__EXERCISES TO COMPLETE__.
[a] Which people does the article about Spokane's Ridpath Hotel loans name?
[b] According to the article about Spokane's Ridpath Hotel loans, why would taking Section 108 loans put the city's Community Development Block Grant dollars at risk?
[c] In the article about Spokane's Ridpath Hotel loans, how much is the city paying the National Development Council?

**** READING PASSAGE ****

At River Park Square, as the spring sun streams in through high windows and families wait in line for movie tickets, it's easy to forget the past. Yet at any given public meeting in Spokane, the scandal surrounding this mall is likely to make it into at least one piece of public testimony.
In coming months, the city will test just how fresh those bitter memories are.
With hopes of helping revive the run-down Ridpath Hotel downtown, the city is eyeing $4.1 million in loans from the federal Department of Housing and Urban Development's Section 108 Loan Guarantee Program — money it hasn't touched since River Park Square.
The loans require cities to act as the lender, putting their Community Development Block Grant dollars on the line. If the developer can't pay back the loan, those funds — otherwise spent on community projects that benefit low- and moderate-income people — are diverted to repay it. The loans are specifically meant to fund projects that "principally benefit low- and moderate-income persons, aid in the elimination or prevention of slums and blight, or meet urgent needs of the community," according to HUD. Among the many River Park Square controversies were concerns about risking grant dollars if the mall's profits floundered, and doubts about whether the luxury mall should have qualified for the loans to begin with.
Today, the city is paying the nonprofit National Development Council $36,000 to help investigate developer Ron Wells' plans and funding sources before advising the city on whether to go forward with the loans, and what types of protections it should put in place in case of default.
"The best way to move beyond any concerns about public-private partnerships is to do them correctly," says city Chief Financial Officer Gavin Cooley. "That means to do them for the right reasons and to minimize the risks associated with them."
Cooley presented the idea to the council last week, but it will be at least a month before the NDC has recommendations to present.
Mike Fagan, notoriously the council's most fiscally conservative member, says he's staying open-minded about the deal but can't help his skepticism.
"I'm definitely leery only because of what's happened in the past," he says. "This time around we're really going to be looking over folks' shoulders."
Fagan and other councilmembers, including Steve Salvatori and Candace Mumm, say they won't fully support or oppose using the loans until they learn more.
Council President Ben Stuckart sees the loans as a missed opportunity and is eyeing them for more than just the Ridpath. Last year, Stuckart launched a "targeted investment" plan, directing multiple sources of city funding — street improvement and housing rehabilitation dollars, for example — at one area of town for revitalization. For the first round of investment, Stuckart and others chose a section of East Sprague just beyond downtown. But when he first brought up Section 108 loans as a potential opportunity for that area, he says he was told "there is so much history that nobody even wanted to go near it or talk about those again."
"I can see why people are wary," Stuckart says, "but I think we've come far enough as a community that if we have tools ... that can help move projects forward, we need to be examining those."
The heaviest counterweight to fear regarding another River Park Square is an urgency to bring the towering Ridpath back from the dead.
Wells has renovated historic buildings across the city, more than a dozen of them in downtown, bringing more renters to the city's core. In discussions of downtown's overall health, getting people to actually live there, not just eat or shop, is a recurring theme. The more eyes on the street, the theory goes, the safer and, in turn, busier the area.

**** RECORDS SUPPLIED ****

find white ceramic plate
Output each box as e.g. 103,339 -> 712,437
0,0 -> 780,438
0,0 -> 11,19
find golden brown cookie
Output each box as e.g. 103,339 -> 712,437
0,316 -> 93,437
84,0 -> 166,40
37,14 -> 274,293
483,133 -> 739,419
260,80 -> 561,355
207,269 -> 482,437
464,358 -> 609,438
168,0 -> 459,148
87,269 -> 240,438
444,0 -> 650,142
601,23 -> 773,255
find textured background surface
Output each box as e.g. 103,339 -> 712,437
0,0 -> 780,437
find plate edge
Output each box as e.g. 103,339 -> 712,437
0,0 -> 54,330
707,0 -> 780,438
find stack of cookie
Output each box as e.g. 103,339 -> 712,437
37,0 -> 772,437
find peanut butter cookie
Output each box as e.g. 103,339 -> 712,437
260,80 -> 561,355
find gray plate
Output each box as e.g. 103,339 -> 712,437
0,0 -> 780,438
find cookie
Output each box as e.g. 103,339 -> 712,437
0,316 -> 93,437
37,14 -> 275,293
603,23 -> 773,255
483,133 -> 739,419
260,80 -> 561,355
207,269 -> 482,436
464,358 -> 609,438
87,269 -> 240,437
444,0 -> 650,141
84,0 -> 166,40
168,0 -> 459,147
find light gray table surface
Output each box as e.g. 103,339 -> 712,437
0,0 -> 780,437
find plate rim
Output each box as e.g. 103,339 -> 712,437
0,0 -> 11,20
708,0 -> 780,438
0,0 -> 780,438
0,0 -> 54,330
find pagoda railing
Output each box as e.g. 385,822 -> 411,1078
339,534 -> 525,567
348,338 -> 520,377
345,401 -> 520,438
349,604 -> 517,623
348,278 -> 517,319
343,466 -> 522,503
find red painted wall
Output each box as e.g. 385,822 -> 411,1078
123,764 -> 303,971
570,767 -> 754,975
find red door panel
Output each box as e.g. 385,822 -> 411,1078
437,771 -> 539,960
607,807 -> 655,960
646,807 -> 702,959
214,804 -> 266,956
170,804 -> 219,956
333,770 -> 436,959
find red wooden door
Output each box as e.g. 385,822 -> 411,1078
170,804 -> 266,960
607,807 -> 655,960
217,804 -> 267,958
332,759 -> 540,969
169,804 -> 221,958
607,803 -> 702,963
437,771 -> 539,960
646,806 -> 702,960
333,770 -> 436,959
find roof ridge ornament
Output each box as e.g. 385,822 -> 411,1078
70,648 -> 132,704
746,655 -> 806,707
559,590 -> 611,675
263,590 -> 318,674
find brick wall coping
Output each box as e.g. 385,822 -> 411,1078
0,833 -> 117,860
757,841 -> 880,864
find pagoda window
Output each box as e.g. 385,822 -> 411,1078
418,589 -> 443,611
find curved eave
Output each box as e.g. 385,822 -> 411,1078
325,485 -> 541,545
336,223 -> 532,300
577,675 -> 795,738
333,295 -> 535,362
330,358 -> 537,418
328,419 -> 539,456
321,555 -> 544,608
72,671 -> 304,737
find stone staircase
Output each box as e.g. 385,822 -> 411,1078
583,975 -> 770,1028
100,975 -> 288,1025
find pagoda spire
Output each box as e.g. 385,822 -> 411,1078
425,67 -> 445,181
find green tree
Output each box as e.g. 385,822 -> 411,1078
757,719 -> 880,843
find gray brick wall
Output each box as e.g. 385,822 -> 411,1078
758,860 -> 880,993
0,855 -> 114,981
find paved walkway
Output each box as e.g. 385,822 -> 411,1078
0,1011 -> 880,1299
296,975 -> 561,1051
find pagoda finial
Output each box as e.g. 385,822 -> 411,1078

****

__OUTPUTS IN ORDER__.
[a] Ron Wells, Gavin Cooley, Mike Fagan, Steve Salvatori, Candace Mumm, Ben Stuckart

[b] Under these loans the city acts as the lender and puts its Community Development Block Grant dollars on the line. If the developer can't pay back the loan, those funds are diverted to repay it instead of going to community projects for low- and moderate-income people.

[c] $36,000